- DATA SUPPLIED -
════════
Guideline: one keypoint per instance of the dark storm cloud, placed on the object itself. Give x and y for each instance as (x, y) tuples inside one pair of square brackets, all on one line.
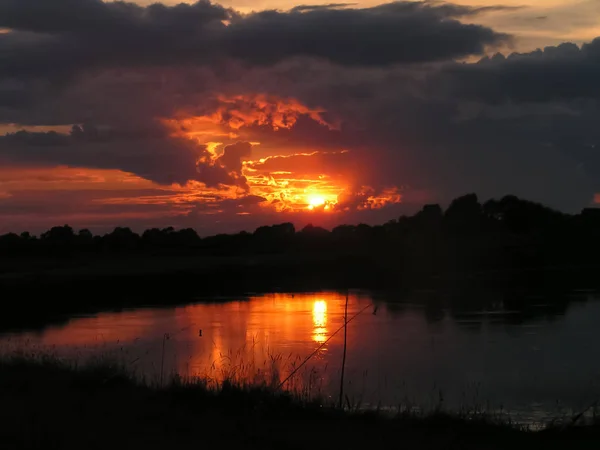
[(524, 124), (153, 155), (401, 32), (564, 72), (61, 37)]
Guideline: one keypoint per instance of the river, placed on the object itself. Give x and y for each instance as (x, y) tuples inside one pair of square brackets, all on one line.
[(404, 353)]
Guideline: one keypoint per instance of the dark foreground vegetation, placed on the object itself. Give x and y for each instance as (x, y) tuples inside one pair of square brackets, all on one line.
[(51, 405), (508, 243)]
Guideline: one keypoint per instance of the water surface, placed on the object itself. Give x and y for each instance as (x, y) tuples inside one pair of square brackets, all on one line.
[(406, 353)]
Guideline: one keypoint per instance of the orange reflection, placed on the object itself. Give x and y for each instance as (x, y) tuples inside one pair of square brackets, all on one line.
[(320, 321), (258, 339)]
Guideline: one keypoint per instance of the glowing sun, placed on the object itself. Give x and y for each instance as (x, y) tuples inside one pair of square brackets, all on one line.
[(315, 200)]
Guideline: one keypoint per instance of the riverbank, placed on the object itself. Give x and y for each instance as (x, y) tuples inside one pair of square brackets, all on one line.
[(48, 404)]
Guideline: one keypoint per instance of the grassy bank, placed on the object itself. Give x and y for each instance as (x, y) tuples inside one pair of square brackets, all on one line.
[(52, 405)]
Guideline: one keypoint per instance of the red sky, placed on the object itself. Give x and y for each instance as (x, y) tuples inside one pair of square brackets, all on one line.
[(289, 118)]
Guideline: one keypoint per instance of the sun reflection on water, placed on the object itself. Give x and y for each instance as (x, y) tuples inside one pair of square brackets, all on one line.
[(320, 321)]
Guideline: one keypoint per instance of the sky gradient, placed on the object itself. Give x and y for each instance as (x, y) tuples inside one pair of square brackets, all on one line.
[(224, 117)]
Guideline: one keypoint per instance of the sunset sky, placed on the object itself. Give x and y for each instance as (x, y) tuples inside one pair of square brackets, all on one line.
[(227, 116)]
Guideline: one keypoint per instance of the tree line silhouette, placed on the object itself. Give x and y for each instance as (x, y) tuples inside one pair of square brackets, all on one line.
[(509, 232)]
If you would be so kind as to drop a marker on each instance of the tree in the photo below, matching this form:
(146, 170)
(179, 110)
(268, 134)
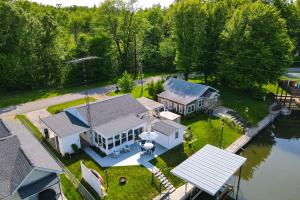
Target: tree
(255, 47)
(190, 20)
(117, 18)
(126, 83)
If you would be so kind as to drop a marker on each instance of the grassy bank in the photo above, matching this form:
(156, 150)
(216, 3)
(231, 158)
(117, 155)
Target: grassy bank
(204, 132)
(60, 107)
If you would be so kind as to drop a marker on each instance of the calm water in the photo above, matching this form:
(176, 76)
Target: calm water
(272, 170)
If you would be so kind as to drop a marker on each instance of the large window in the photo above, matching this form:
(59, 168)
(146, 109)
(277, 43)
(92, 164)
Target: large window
(110, 143)
(200, 103)
(176, 134)
(191, 108)
(130, 135)
(103, 143)
(99, 140)
(124, 138)
(180, 109)
(117, 140)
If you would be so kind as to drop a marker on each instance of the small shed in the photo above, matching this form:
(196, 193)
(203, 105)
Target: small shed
(210, 169)
(170, 133)
(170, 116)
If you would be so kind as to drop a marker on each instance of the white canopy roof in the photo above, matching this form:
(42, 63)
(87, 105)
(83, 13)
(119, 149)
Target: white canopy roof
(209, 168)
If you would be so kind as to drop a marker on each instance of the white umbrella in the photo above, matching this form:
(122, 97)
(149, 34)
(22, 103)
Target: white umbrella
(148, 136)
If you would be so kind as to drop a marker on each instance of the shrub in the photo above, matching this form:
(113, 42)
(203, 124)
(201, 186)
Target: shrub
(75, 148)
(126, 83)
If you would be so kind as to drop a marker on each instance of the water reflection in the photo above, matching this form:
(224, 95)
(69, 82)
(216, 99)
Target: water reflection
(272, 169)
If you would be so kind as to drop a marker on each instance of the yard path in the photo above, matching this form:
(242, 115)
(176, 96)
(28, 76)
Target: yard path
(44, 103)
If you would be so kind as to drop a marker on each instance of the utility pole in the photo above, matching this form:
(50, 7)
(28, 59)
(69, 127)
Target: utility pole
(83, 62)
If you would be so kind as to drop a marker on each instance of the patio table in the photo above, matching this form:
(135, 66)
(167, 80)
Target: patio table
(148, 145)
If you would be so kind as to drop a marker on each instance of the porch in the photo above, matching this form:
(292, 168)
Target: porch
(132, 157)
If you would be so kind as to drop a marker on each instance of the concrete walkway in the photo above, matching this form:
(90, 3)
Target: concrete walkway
════════
- DESCRIPTION OF THE TASK -
Which lines hold the word "concrete"? Return all of them from the records above.

- OUTPUT OF THE EXERCISE -
If you would be so kind as to drop a marker on each instance of the concrete walkway in the photo above, matching this form:
Target: concrete walkway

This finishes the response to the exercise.